Segment Start: Supplied material

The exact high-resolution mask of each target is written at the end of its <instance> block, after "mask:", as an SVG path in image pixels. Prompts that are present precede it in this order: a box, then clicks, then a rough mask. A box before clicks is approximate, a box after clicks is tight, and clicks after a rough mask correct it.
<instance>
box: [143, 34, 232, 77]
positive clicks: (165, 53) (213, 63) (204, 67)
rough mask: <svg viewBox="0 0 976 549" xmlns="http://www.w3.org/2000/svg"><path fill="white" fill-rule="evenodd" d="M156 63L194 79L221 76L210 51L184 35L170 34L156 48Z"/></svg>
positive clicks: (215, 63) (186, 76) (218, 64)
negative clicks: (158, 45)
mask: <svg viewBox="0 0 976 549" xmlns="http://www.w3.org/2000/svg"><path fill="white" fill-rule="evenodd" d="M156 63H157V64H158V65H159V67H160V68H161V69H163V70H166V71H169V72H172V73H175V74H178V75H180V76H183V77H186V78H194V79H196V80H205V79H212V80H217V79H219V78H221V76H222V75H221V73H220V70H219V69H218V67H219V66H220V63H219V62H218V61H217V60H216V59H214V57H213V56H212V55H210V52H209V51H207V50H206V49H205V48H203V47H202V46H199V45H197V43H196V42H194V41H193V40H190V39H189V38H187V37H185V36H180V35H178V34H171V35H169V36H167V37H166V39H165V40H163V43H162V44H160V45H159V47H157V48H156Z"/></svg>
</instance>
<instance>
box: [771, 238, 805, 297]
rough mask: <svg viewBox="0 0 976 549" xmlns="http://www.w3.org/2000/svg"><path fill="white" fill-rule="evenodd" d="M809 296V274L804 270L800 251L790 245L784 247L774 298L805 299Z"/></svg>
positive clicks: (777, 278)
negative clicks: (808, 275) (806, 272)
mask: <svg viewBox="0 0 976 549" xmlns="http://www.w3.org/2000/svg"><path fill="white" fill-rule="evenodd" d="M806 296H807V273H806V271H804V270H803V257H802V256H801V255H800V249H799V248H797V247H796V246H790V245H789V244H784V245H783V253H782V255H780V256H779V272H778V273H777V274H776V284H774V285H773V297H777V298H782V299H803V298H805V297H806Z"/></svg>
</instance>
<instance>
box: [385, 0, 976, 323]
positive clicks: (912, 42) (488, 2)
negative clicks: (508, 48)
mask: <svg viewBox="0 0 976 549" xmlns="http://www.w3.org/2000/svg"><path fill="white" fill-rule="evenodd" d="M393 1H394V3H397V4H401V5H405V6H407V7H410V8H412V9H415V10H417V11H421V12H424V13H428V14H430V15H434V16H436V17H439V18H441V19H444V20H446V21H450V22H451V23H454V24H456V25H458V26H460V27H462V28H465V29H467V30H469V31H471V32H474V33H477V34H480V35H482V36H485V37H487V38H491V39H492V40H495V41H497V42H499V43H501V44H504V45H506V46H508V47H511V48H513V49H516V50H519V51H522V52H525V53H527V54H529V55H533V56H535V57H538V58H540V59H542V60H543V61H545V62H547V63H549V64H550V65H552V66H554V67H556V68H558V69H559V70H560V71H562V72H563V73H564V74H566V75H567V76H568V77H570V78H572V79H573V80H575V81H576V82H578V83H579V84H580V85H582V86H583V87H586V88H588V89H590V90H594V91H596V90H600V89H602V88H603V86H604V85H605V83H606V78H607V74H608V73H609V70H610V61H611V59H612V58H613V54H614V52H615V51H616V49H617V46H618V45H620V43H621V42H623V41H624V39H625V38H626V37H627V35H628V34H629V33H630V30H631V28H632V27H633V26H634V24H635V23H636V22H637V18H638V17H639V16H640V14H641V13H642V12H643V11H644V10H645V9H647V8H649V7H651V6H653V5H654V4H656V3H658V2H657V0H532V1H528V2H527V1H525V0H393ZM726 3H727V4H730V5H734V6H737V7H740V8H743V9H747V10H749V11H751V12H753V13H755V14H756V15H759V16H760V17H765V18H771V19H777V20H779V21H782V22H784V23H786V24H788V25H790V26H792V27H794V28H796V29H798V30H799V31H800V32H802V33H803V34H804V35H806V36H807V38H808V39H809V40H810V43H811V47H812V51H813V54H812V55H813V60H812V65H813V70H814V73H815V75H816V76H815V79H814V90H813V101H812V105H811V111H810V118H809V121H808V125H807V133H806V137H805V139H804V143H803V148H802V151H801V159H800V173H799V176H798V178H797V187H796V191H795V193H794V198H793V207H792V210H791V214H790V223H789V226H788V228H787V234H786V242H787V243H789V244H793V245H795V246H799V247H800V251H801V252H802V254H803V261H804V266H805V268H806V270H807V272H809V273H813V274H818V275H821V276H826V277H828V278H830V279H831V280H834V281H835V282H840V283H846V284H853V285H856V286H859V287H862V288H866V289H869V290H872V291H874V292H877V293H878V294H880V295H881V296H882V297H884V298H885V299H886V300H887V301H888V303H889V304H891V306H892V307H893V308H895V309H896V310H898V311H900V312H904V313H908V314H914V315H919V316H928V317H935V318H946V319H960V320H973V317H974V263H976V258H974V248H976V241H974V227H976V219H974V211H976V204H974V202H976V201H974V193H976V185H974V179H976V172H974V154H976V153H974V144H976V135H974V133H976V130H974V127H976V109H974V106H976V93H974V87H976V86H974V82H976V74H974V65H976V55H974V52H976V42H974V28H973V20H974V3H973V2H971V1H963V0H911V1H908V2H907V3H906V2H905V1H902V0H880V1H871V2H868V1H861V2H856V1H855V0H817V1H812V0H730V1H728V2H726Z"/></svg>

Segment End: Supplied material

- [Work item] Copy the records above, keeping every word the same.

- [Response to the task]
The exact high-resolution mask of each target is written at the end of its <instance> block, after "mask:", as an SVG path in image pixels. Prompts that are present precede it in this order: a box, then clicks, then a rough mask. A box before clicks is approximate, a box after clicks is tight, and clicks after a rough mask correct it.
<instance>
box: [143, 34, 232, 77]
positive clicks: (165, 53) (213, 63) (204, 67)
rough mask: <svg viewBox="0 0 976 549" xmlns="http://www.w3.org/2000/svg"><path fill="white" fill-rule="evenodd" d="M156 63L194 79L221 76L210 51L184 35L170 34L156 48Z"/></svg>
positive clicks: (215, 63) (186, 76) (218, 64)
negative clicks: (158, 45)
mask: <svg viewBox="0 0 976 549" xmlns="http://www.w3.org/2000/svg"><path fill="white" fill-rule="evenodd" d="M156 63H157V64H158V65H159V67H160V68H161V69H163V70H166V71H169V72H172V73H175V74H178V75H180V76H183V77H186V78H194V79H196V80H205V79H212V80H217V79H219V78H221V76H222V75H221V73H220V70H219V69H218V67H219V66H220V63H219V62H218V61H217V60H216V59H214V57H213V56H212V55H210V52H209V51H207V50H206V49H205V48H203V47H202V46H199V45H197V43H196V42H194V41H193V40H190V39H189V38H187V37H185V36H180V35H178V34H171V35H169V36H167V37H166V39H165V40H163V43H162V44H160V45H159V47H157V48H156Z"/></svg>
</instance>
<instance>
box: [771, 238, 805, 297]
rough mask: <svg viewBox="0 0 976 549" xmlns="http://www.w3.org/2000/svg"><path fill="white" fill-rule="evenodd" d="M809 296V274L804 270L800 251L790 245L784 247L774 298L805 299Z"/></svg>
positive clicks: (777, 278)
negative clicks: (808, 275) (806, 272)
mask: <svg viewBox="0 0 976 549" xmlns="http://www.w3.org/2000/svg"><path fill="white" fill-rule="evenodd" d="M806 296H807V273H806V271H804V270H803V257H802V256H801V255H800V249H799V248H797V247H796V246H790V245H789V244H784V245H783V253H782V255H780V256H779V272H778V273H777V274H776V284H774V285H773V297H777V298H782V299H803V298H805V297H806Z"/></svg>
</instance>
<instance>
box: [385, 0, 976, 323]
positive clicks: (912, 42) (488, 2)
negative clicks: (508, 48)
mask: <svg viewBox="0 0 976 549" xmlns="http://www.w3.org/2000/svg"><path fill="white" fill-rule="evenodd" d="M393 1H394V3H397V4H401V5H405V6H407V7H410V8H412V9H415V10H417V11H421V12H424V13H428V14H430V15H434V16H436V17H439V18H441V19H444V20H446V21H450V22H451V23H454V24H456V25H458V26H460V27H462V28H465V29H467V30H469V31H471V32H474V33H477V34H480V35H482V36H485V37H487V38H491V39H492V40H495V41H497V42H499V43H501V44H504V45H506V46H508V47H511V48H513V49H516V50H519V51H522V52H525V53H527V54H529V55H533V56H535V57H538V58H540V59H542V60H543V61H545V62H547V63H549V64H550V65H552V66H554V67H556V68H558V69H559V70H560V71H562V72H563V73H564V74H566V75H567V76H568V77H570V78H572V79H573V80H575V81H576V82H578V83H579V84H580V85H582V86H583V87H586V88H588V89H590V90H594V91H596V90H600V89H602V88H603V86H604V85H605V83H606V78H607V74H608V73H609V70H610V61H611V59H612V58H613V54H614V52H615V51H616V49H617V46H618V45H620V43H621V42H623V41H624V39H625V38H626V37H627V35H628V34H629V33H630V30H631V28H632V27H633V26H634V24H635V23H636V22H637V18H638V17H639V16H640V14H641V13H642V12H643V11H644V10H645V9H647V8H649V7H651V6H653V5H654V4H656V3H658V2H657V0H532V1H528V2H527V1H525V0H393ZM726 3H727V4H730V5H734V6H737V7H740V8H743V9H747V10H749V11H751V12H753V13H755V14H756V15H759V16H760V17H765V18H771V19H777V20H779V21H782V22H784V23H786V24H788V25H790V26H792V27H794V28H796V29H798V30H799V31H800V32H802V33H803V34H804V35H806V36H807V38H808V39H809V40H810V43H811V47H812V51H813V54H812V55H813V60H812V65H813V70H814V73H815V75H816V76H815V79H814V90H813V101H812V105H811V111H810V118H809V121H808V125H807V133H806V137H805V139H804V143H803V148H802V151H801V159H800V173H799V176H798V178H797V187H796V191H795V193H794V198H793V207H792V210H791V214H790V223H789V226H788V228H787V234H786V242H787V243H789V244H793V245H795V246H799V247H800V251H801V252H802V254H803V261H804V266H805V268H806V270H807V272H809V273H813V274H818V275H821V276H826V277H828V278H830V279H831V280H834V281H835V282H840V283H846V284H853V285H856V286H859V287H862V288H866V289H869V290H872V291H874V292H877V293H878V294H880V295H881V296H882V297H884V298H885V299H886V300H887V301H888V303H889V304H891V306H892V307H893V308H895V309H896V310H898V311H900V312H904V313H908V314H914V315H919V316H928V317H935V318H946V319H960V320H973V317H974V263H976V258H974V248H976V241H974V227H976V219H974V211H976V204H974V202H976V201H974V193H976V185H974V179H976V172H974V154H976V153H974V144H976V135H974V133H976V130H974V127H976V109H974V106H976V93H974V87H976V86H974V82H976V74H974V65H976V55H974V52H976V42H974V28H973V20H974V3H973V2H971V1H963V0H911V1H908V2H907V3H906V2H905V1H902V0H880V1H871V2H868V1H861V2H856V1H855V0H817V1H812V0H730V1H728V2H726Z"/></svg>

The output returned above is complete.